What the task requires: Give again the lines from the line with "Reviewer note: make sure each instance of the crane" to the last line of the records, exactly and in full. Do not carry over any pictures.

Records:

□ □ □ □

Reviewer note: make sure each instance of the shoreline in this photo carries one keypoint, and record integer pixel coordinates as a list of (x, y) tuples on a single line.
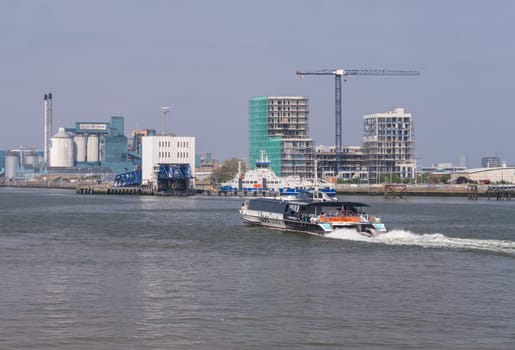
[(395, 191)]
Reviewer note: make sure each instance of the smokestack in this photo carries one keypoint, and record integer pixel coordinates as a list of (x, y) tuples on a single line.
[(48, 125)]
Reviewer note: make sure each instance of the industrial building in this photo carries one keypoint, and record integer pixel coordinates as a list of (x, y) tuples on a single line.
[(389, 145), (98, 146), (278, 125), (21, 163), (168, 163)]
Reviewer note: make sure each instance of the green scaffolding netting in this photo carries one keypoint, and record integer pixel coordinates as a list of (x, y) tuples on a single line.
[(259, 139)]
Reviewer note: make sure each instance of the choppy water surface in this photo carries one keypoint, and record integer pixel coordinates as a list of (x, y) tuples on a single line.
[(116, 272)]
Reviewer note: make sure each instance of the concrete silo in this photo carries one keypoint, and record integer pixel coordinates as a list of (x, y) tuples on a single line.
[(61, 150), (92, 149), (12, 164)]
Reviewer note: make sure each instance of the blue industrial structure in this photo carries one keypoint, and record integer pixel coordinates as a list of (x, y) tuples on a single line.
[(170, 177), (129, 179)]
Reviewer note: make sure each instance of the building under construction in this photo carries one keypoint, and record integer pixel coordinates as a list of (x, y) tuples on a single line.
[(389, 145), (278, 125)]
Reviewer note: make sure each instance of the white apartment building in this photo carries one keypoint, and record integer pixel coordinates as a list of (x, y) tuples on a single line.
[(171, 153), (389, 144)]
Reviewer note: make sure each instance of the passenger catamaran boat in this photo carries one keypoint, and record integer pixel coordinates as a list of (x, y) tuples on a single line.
[(315, 214)]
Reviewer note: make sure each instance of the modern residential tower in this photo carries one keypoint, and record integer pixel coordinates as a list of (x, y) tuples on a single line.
[(278, 125), (389, 145)]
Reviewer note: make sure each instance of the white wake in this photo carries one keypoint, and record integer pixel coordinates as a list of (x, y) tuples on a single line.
[(428, 240)]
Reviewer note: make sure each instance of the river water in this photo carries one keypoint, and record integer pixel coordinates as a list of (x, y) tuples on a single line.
[(142, 272)]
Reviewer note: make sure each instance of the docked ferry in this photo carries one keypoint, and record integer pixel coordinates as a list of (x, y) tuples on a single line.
[(318, 216), (263, 179)]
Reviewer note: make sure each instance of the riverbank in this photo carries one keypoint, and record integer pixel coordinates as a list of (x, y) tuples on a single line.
[(388, 191)]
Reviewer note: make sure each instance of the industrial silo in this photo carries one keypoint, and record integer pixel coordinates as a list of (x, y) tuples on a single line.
[(80, 147), (61, 150), (30, 160), (12, 163), (92, 152)]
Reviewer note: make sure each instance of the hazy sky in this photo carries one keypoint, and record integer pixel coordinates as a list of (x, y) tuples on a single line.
[(205, 59)]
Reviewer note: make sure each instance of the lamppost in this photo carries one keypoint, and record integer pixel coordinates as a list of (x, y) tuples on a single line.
[(164, 110)]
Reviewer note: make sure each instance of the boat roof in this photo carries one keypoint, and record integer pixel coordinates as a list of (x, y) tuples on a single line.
[(316, 203), (332, 204)]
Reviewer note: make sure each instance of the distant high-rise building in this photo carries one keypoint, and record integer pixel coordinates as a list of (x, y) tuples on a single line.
[(491, 162), (389, 144), (278, 125)]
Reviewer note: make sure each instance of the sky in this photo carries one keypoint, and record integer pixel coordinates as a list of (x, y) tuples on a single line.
[(206, 59)]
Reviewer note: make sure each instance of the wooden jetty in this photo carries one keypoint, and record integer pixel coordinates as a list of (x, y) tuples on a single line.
[(501, 192)]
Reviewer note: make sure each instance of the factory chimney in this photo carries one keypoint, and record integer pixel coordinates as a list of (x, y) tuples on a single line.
[(48, 125)]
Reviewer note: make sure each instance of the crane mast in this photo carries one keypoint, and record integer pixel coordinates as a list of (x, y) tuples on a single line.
[(338, 73)]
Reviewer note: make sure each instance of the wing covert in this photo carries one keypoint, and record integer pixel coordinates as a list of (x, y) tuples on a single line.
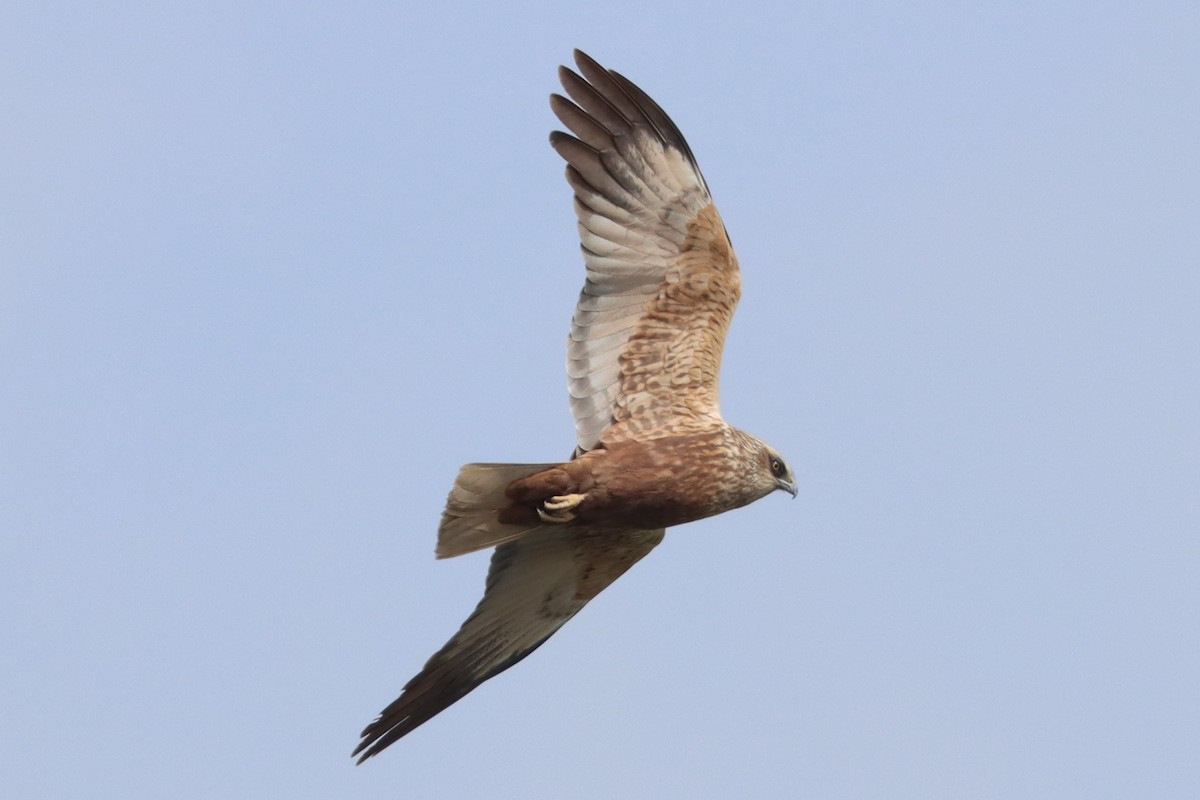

□ □ □ □

Solution to this task:
Reviewer note: make sure each instance of the crane mast in this photo carries one keypoint, and record integer pixel coordinates as a list of (x, y) tuples on a single line.
[(338, 73)]
Reviewer note: make sure each instance of the wing covert in this photo carries one keypoint, and record integer pixel coordinates as a list of (x, y) tuples on a single line.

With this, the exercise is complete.